DOCUMENT PASSAGE ▸
↓

The Fifth Circuit grappled with Lynn's Food Stores in Martin v. Spring Break '83 Productions, L.L.C., 688 F.3d 247 (5th Cir. 2012). In Martin, the Fifth Circuit approved "unsupervised settlements" of FLSA claims—that is, settlements of such claims outside the supervision of the Department of Labor or a court—"that are reached due to a bona fide FLSA dispute over hours worked or compensation owed." Bodle, 788 F.3d at 165 (citing Martin, 688 F.3d at 255). The Martin Court reasoned that "such an exception would not undermine the purpose of the FLSA because the plaintiffs did not waive their claims through some sort of bargain but instead received compensation for the disputed hours." Id. (citing Martin, 688 F.3d at 257).
In the FLSA context, a bona fide dispute exists where evidence as to the number of hours worked or the amount of compensation owed is inconclusive. See, e.g., id. at 164 ("In reaching the conclusion that a bona fide dispute existed [in Martin], we emphasized the union representative's inability to 'determine whether or not Appellants worked on the days they claimed they had worked[.]" (internal quotation marks omitted) (alteration in original in part)). Thus, the exception to the general rule against waiver of FLSA claims that the Fifth Circuit recognized in Martin appears premised on the assumption that some "factual development of the number of unpaid overtime hours [or] of compensation due for unpaid overtime" has taken place. Id. at 165.

↑

EXERCISE 1 ▸
Answer these questions using the FLSA settlement passage:
(a) What is the full citation given for Martin v. Spring Break '83 Productions, L.L.C.?
(b) In the FLSA context, when does a bona fide dispute exist?
(c) Whose inability did the court emphasize in concluding that a bona fide dispute existed in Martin?
EXERCISE 2 ▸
In the FLSA settlement passage, rewrite the paragraph beginning "The Fifth Circuit grappled" as a short bulleted list that keeps its main facts.
Please rely only on the FLSA settlement passage, not on the data.

DATASET RECORDS ▸
↓

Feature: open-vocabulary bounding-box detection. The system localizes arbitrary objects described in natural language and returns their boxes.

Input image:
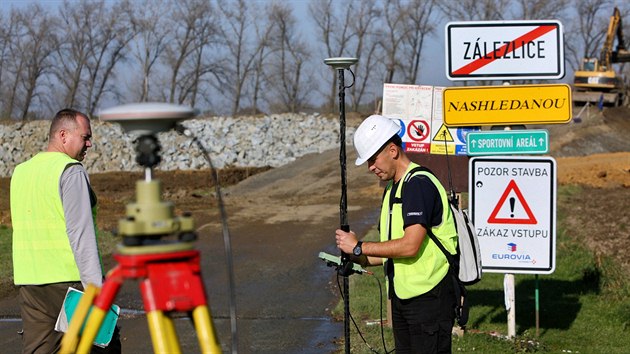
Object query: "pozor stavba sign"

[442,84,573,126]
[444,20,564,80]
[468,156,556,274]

↑
↓

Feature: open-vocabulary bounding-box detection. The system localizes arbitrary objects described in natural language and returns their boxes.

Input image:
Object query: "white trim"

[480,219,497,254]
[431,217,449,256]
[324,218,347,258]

↑

COMPLETE RESPONSE 1 ▸
(a) 688 F.3d 247 (5th Cir. 2012).
(b) A bona fide dispute exists when the evidence on the number of hours worked or the amount of compensation owed is inconclusive.
(c) The union representative's. The representative could not determine whether the appellants worked on the days they said they had worked.

COMPLETE RESPONSE 2 ▸
- In Martin v. Spring Break '83 Productions, L.L.C., 688 F.3d 247 (5th Cir. 2012), the Fifth Circuit dealt with Lynn's Food Stores.
- The court approved "unsupervised settlements" of FLSA claims, meaning settlements made without oversight by the Department of Labor or a court, when they come from a bona fide dispute over hours worked or compensation owed.
- Its reasoning was that this exception does not undermine the FLSA's purpose. The plaintiffs did not bargain away their claims. They were paid for the disputed hours.